Records provided:
◆ ◆ ◆ ◆
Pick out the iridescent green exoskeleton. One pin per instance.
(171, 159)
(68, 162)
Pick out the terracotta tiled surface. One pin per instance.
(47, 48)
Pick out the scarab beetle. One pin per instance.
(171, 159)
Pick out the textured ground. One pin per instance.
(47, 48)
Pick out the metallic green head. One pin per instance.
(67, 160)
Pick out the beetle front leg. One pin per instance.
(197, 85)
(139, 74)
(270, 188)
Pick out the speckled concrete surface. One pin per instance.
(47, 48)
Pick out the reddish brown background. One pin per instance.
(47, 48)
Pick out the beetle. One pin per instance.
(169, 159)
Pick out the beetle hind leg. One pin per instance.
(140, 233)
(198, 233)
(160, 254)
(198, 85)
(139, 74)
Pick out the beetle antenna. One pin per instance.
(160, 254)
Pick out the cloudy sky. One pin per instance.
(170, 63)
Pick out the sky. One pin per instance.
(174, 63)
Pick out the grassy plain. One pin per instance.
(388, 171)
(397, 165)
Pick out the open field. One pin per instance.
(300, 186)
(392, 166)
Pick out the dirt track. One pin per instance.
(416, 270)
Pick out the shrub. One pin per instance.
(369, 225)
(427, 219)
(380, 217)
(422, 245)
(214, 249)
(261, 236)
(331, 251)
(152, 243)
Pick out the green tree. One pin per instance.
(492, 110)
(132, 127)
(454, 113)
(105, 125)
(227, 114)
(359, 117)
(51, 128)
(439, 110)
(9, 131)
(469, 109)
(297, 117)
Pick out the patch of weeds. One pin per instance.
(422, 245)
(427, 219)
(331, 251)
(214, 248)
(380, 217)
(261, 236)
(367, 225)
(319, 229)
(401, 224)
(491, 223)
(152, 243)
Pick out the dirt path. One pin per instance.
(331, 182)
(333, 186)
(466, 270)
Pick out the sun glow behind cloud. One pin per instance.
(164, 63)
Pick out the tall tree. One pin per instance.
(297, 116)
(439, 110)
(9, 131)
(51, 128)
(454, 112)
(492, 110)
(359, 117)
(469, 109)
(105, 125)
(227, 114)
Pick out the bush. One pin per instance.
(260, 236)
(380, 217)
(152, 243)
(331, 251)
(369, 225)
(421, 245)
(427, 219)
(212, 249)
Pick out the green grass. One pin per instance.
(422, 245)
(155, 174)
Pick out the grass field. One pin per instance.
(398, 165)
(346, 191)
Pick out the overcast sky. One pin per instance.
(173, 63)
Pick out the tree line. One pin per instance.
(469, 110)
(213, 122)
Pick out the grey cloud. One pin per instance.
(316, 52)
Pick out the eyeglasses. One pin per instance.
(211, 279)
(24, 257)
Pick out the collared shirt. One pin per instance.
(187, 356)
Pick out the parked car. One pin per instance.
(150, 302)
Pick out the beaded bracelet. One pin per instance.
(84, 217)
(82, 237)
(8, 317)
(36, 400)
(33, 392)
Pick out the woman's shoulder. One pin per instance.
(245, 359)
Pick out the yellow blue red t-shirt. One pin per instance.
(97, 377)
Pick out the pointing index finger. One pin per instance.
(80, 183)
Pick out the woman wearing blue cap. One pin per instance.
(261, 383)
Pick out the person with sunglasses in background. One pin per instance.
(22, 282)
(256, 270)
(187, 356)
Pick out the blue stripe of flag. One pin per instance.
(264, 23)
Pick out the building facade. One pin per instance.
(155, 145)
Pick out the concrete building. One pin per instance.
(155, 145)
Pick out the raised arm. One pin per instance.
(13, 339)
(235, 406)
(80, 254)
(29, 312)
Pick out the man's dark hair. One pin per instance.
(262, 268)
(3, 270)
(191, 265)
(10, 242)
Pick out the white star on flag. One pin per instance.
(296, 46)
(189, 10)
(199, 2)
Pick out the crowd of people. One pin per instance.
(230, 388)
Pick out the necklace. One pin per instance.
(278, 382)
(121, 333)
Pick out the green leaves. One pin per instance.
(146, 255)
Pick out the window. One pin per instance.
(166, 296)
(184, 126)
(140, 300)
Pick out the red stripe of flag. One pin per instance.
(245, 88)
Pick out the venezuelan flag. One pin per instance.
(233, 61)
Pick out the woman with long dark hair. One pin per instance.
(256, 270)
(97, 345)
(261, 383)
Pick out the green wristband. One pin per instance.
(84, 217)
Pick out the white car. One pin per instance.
◆ ◆ ◆ ◆
Work instruction: Give back exactly the lines from the one containing "Pick out the woman's" through the end of the listing above, with both ends included and nothing added.

Output for this exercise:
Pick out the woman's shoulder. One pin per instance.
(245, 359)
Pick out the yellow blue red t-shirt. One pin per instance.
(97, 377)
Pick out the pointing index finger. One pin per instance.
(80, 183)
Pick out the woman wearing blue cap. One pin per instance.
(261, 383)
Pick out the person with sunglasses in background. One pin per instance.
(22, 282)
(256, 270)
(187, 356)
Pick out the blue stripe of flag. One pin per instance.
(264, 23)
Pick out the building facade. One pin per instance.
(155, 145)
Pick out the concrete building. One pin per instance.
(155, 145)
Pick out the raised arm. One pin per instance.
(13, 339)
(235, 406)
(80, 254)
(29, 312)
Pick out the man's dark hair. One pin per instance.
(262, 268)
(3, 270)
(191, 265)
(10, 242)
Pick out the white star on flag. One pin per instance.
(296, 46)
(189, 10)
(199, 2)
Pick out the crowd of people. One pin per instance.
(230, 388)
Pick out the necklace. One pin per instance.
(278, 382)
(121, 333)
Pick out the green leaves. One pin per instance.
(146, 255)
Pick out the window. One pin per instance.
(166, 296)
(184, 126)
(140, 300)
Pick out the red stripe of flag. One pin per instance.
(245, 88)
Pick out the venezuelan flag. One pin per instance.
(233, 61)
Pick out the woman with long dark hair. One pin per instance.
(256, 270)
(97, 345)
(261, 383)
Pick out the green wristband. One pin per instance.
(84, 217)
Pick out the white car. One pin per instance.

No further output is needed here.